==== PROVIDED TEXT

Now, in Utah, Martha stood in a snowstorm on the train platform, waiting for her husband. He never came. Finally, a stranger in a buggy took her to Fourth South and pointed the way toward the Arabic community. She walked through the freezing snow, lost, until she happened upon an old friend from Lebanon. Martha's husband, the friend told her, had gone to Portland to find work.

When the two were finally reunited, Martha and Bolos opened a grocery story on Second South in Salt Lake City and became part of a close-knit Lebanese immigrant community.

The Sharouks were part of a great wave of immigrants who came to work and live in this country during the early 20th century.  But immigration was controversial then as now.  Many Americans feared  the different cultures – and faces – of the immigrants.  So, during the 1920s, Congress passed laws severely limiting the numbers of Asians and Eastern and Southern Europeans who could enter the country by imposing literacy tests and convoluted quotas based on national origin. 

Such fears against people who are different have played out in many times and places, but Utah is richer and stronger because of its many immigrant groups.

========
==== RAW RECORDS

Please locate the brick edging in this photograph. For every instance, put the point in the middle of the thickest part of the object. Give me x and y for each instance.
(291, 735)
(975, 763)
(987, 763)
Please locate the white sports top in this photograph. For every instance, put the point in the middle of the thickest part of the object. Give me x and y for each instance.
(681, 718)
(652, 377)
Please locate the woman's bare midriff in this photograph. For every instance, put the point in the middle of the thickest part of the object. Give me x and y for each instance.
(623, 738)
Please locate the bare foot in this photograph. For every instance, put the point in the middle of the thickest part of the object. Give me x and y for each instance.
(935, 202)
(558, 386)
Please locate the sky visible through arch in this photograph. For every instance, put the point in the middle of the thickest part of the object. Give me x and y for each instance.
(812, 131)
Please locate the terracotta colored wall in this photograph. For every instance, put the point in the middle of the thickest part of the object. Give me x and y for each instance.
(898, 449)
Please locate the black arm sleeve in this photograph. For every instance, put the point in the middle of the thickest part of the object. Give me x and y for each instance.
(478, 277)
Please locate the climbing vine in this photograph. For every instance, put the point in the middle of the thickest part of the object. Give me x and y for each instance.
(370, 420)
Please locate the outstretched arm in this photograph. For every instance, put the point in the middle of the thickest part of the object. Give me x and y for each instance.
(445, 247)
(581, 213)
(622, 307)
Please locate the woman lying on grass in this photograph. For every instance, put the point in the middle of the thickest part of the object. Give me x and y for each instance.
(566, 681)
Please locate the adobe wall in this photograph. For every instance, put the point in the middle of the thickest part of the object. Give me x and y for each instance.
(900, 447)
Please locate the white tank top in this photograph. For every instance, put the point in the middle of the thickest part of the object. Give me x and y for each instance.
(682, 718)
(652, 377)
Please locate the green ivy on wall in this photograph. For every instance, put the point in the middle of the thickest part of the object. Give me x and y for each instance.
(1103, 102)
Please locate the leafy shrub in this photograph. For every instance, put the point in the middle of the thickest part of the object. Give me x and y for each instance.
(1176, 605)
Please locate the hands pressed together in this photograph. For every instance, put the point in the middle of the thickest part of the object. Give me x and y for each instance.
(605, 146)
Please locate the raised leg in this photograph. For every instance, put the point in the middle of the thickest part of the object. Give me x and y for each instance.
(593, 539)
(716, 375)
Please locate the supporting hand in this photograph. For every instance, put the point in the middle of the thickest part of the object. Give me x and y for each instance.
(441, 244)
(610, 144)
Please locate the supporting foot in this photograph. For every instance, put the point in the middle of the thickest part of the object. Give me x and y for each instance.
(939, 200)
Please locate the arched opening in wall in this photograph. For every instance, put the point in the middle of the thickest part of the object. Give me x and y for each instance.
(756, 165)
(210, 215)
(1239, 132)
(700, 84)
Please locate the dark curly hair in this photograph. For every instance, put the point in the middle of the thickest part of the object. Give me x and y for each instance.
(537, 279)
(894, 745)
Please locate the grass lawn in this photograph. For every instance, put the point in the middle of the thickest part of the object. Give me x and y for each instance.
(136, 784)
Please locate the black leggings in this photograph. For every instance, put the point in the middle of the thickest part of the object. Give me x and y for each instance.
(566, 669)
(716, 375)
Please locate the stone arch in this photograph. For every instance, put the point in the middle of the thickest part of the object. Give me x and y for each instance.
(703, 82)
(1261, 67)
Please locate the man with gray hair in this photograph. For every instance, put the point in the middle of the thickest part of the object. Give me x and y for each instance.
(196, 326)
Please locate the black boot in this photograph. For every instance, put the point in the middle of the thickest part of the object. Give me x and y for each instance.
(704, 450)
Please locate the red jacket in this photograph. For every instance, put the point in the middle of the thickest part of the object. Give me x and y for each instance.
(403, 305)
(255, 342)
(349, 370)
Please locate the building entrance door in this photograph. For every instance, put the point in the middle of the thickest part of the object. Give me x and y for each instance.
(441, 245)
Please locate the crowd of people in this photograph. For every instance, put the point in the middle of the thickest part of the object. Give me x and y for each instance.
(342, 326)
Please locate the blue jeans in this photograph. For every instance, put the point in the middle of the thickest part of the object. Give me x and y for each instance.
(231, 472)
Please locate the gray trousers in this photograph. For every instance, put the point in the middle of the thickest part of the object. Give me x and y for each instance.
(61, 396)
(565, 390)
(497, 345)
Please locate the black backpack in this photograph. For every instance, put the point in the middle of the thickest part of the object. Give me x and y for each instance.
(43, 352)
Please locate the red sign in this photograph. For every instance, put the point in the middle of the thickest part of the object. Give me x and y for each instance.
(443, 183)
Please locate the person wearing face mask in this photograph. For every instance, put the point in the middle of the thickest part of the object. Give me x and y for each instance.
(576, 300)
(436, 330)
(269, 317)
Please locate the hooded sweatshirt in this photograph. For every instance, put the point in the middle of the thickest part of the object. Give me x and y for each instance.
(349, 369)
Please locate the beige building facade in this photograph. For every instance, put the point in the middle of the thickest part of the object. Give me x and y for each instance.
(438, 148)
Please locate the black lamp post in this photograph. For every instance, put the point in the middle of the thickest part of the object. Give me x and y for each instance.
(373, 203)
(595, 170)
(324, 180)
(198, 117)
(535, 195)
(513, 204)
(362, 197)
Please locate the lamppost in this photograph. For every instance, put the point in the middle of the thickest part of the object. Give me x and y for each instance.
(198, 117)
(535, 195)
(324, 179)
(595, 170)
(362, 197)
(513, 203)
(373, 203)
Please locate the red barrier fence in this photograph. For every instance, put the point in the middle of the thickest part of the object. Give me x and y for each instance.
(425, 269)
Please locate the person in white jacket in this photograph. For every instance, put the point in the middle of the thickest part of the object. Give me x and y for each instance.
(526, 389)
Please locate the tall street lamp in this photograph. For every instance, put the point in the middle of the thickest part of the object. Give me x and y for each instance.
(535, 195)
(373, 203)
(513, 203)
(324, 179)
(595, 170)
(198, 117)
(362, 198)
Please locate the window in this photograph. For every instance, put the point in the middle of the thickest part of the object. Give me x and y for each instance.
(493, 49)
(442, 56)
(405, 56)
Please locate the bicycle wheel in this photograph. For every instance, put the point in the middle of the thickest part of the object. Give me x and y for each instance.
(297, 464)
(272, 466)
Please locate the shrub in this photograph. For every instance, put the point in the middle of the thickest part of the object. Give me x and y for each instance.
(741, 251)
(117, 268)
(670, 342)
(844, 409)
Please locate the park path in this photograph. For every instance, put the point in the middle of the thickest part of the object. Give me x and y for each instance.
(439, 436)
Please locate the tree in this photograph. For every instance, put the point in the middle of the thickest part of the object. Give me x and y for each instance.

========

● **EXERCISE INSTRUCTIONS**:
A) List every place name that appears in the text about Martha and Bolos.
B) Proceed with the text about Martha and Bolos, picking up right after its final sentence.

● **ANSWERS BELOW**:
A) Utah, Fourth South, Lebanon, Portland, Second South, Salt Lake City

B)
Creator

Kristen Rogers Iversen for the Utah Division of State History © 2014

Source

Image: Picnic, late 1920s. Salt Lake Lebanese attending a picnic in Logan. Immigrant communities throughout the state were tight knit, and provided resources and comfort for recent immigrants. Courtesy of Utah State Historical Society. 
_______________

Martha Sharouk's story is from an interview by Kristen Rogers of Helen Anton, the Sharouks' daughter, in 1998. See Beehive History 24 for more of the family's story. For more on the experience of  Europeans in Utah, see “Toil and Rage in the New Land,” by Helen Papanikolas, in Utah Historical Quarterly 38:20 (April 1970).  For information on laws limiting immigration, see the U.S. Department of State Office of Historian at https://history.state.gov/milestones/1921-1936/immigration-act.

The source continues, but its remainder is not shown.